Turn every line of the entries below into a single numbered list, dropping any blank lines.

## MATERIAL TO PROCESS
══════════

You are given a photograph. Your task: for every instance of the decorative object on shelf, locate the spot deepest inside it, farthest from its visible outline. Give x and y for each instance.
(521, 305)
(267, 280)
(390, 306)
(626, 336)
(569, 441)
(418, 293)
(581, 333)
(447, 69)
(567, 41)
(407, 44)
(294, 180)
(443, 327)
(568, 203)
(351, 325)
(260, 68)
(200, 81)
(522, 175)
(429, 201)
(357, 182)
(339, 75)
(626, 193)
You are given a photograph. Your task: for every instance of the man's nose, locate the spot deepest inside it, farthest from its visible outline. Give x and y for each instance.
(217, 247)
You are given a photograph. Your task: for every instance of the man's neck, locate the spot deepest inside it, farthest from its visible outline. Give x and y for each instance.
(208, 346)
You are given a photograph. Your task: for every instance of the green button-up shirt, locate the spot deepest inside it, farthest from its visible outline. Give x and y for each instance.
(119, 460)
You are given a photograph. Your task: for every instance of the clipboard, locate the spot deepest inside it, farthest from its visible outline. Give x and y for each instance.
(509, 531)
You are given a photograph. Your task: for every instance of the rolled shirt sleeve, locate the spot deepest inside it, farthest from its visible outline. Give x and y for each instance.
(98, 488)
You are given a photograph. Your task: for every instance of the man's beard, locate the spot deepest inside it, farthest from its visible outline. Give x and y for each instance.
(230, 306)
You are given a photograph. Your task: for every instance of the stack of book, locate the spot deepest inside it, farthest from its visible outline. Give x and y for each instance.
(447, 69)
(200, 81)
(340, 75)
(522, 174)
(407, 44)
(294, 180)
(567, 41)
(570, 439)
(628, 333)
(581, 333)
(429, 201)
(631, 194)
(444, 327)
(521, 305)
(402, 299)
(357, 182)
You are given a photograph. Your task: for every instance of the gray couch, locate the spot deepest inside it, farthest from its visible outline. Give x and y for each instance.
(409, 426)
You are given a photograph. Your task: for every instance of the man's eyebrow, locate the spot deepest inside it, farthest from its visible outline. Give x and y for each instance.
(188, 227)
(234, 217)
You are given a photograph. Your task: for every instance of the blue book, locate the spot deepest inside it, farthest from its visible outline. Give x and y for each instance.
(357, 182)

══════════

## EXERCISE OUTPUT
1. You are given a photograph. Your task: for every instance of the decorative object on shelf, locate the spot deepest inside it, farthest from its visible outline. Give x and y for each instance.
2. (521, 305)
3. (267, 280)
4. (390, 306)
5. (626, 336)
6. (569, 441)
7. (418, 293)
8. (581, 333)
9. (447, 69)
10. (567, 41)
11. (407, 44)
12. (294, 180)
13. (443, 327)
14. (568, 203)
15. (351, 325)
16. (260, 68)
17. (200, 81)
18. (522, 175)
19. (429, 201)
20. (357, 182)
21. (339, 75)
22. (626, 193)
23. You are given a photograph. Your task: for every instance of the man's nose, locate the spot deepest inside it, farthest from its visible outline. Give x and y for each instance.
24. (217, 247)
25. You are given a photograph. Your task: for every instance of the man's neck, locate the spot deepest inside it, farthest from its visible outline. Give x and y for each instance.
26. (208, 346)
27. You are given a photograph. Your task: for every instance of the green button-up shirt, locate the spot deepest inside it, farthest from its visible outline. Give x and y for each instance.
28. (119, 460)
29. You are given a photograph. Your task: for every instance of the clipboard, locate the spot deepest inside it, farthest from its visible outline. Give x and y for each instance.
30. (509, 531)
31. You are given a photograph. Your task: for every instance of the rolled shirt sleeve, locate the spot deepest inside it, farthest from its visible outline. Give x and y for each instance.
32. (98, 488)
33. You are given a photograph. Your task: for every instance of the man's beard, locate the spot deepest inside it, farthest from its visible outline. Give x and y for each instance.
34. (230, 306)
35. You are given a photograph. Your task: for every instance of the stack of book, locate the spot deepest inside it, farthest from its visible outline. Give x and y for each instance.
36. (447, 69)
37. (200, 81)
38. (340, 75)
39. (522, 174)
40. (407, 44)
41. (294, 180)
42. (567, 41)
43. (570, 439)
44. (628, 333)
45. (581, 333)
46. (429, 201)
47. (631, 194)
48. (444, 327)
49. (521, 305)
50. (402, 299)
51. (357, 182)
52. You are given a photograph. Your task: for every instance of the gray couch, locate the spot deepest inside it, farthest from its visible outline. Give x and y for each instance.
53. (409, 426)
54. You are given a photograph. Your task: for every instance of the man's eyebrow, locate the spot deepest inside it, farthest from its visible outline. Give x and y for each instance.
55. (188, 227)
56. (234, 217)
57. You are given a photograph. Your task: for every instance of the blue book, locate the spot deepest inside it, farthest from its visible outline. Give x and y for each instance.
58. (357, 182)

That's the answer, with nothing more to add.